**Bloco de texto**:

────────────────────

Foco tradicional de comércio, aliás com tradição de seriedade e de diversidade, o centro do Porto sentiu fortemente a concorrência gerada pelo desenvolvimento de importantes espaços comerciais próximos dos limites da cidade, processo com início há cerca de 20 anos atrás. Tal fenómeno associou-se, de resto, a um aumento da entrada de produtos provenientes de países estrangeiros, correspondente, no fundo, ao fenómeno da globalização. Muitos dos produtos tradicionalmente vendidos no centro do Porto eram, na realidade, de origem nacional. Mudaram os locais e as formas da distribuição comercial, mas também a natureza dos produtos vendidos.

2. A estrutura viária da cidade constituiu, a partir de certa altura, uma muralha impedindo a entrada de automóveis na cidade, sendo gritante a diferença relativamente aos centros comerciais situados na periferia da cidade, o acesso aos quais era relativamente simples, para não falar no estacionamento, num tempo em que muito mais pessoas dispunham de automóvel.

────────────────────

**Dados registados**:
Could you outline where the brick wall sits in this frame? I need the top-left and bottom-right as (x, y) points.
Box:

────────────────────

**Perguntas a responder**:
a) No texto sobre o comércio no centro do Porto, há quantos anos começou o desenvolvimento de importantes espaços comerciais próximos dos limites da cidade?
b) Reescreva de forma mais breve o parágrafo do texto sobre o comércio no centro do Porto que começa por "Foco tradicional de comércio", mantendo os factos principais.
c) Escreva a continuação do texto sobre o comércio no centro do Porto a partir do ponto em que termina.

**Respostas por tarefa**:
a) Há cerca de 20 anos.

b) O centro do Porto, foco tradicional de comércio sério e diversificado, sentiu fortemente a concorrência dos grandes espaços comerciais surgidos junto aos limites da cidade há cerca de 20 anos. Esse processo coincidiu com o aumento da entrada de produtos estrangeiros, ligado à globalização, quando muitos dos produtos ali vendidos eram de origem nacional. Mudaram assim os locais e as formas da distribuição comercial, bem como a natureza dos produtos vendidos.

c)
Ao contrário do que se passou em Lisboa, os necessários investimentos em estruturas de transporte colectivo capazes de ultrapassar o bloqueio rodoviário - o metropolitano - e em estruturas físicas capazes de "furar" o referido bloqueio - túneis ou passagens superiores - tardaram em ser concebidos e construídos.

3. Pelas razões atrás aduzidas, foi com grande interesse que se assistiu à construção do túnel que liga a Rua de Ceuta à zona do Hospital de Santo António, túnel esse adiante designado por "Túnel de Ceuta".

Antes de ir mais longe, será porventura oportuno manifestar elevado apreço por todos os envolvidos na referida construção, a qual, salvo melhor opinião, é uma obra que valoriza significativamente a cidade.

Contudo, a conclusão da obra foi ensombrada por uma divergência de opiniões relativamente à circunstância de uma das suas saídas se encontrar próximo de um importante museu. A obra encontra-se, no presente momento, inacabada. Tomaremos a liberdade de defender uma das possíveis soluções para o problema.

4. Tal como havia acontecido com outras obras do mesmo tipo, por exemplo, na R. do Campo Alegre ou mais recentemente, na Av. Fernão de Magalhães, também no Túnel de Ceuta a sua construção visou resolver o problema/paradigma dos anos 1960/1970 - o excesso de carros no interior da cidade.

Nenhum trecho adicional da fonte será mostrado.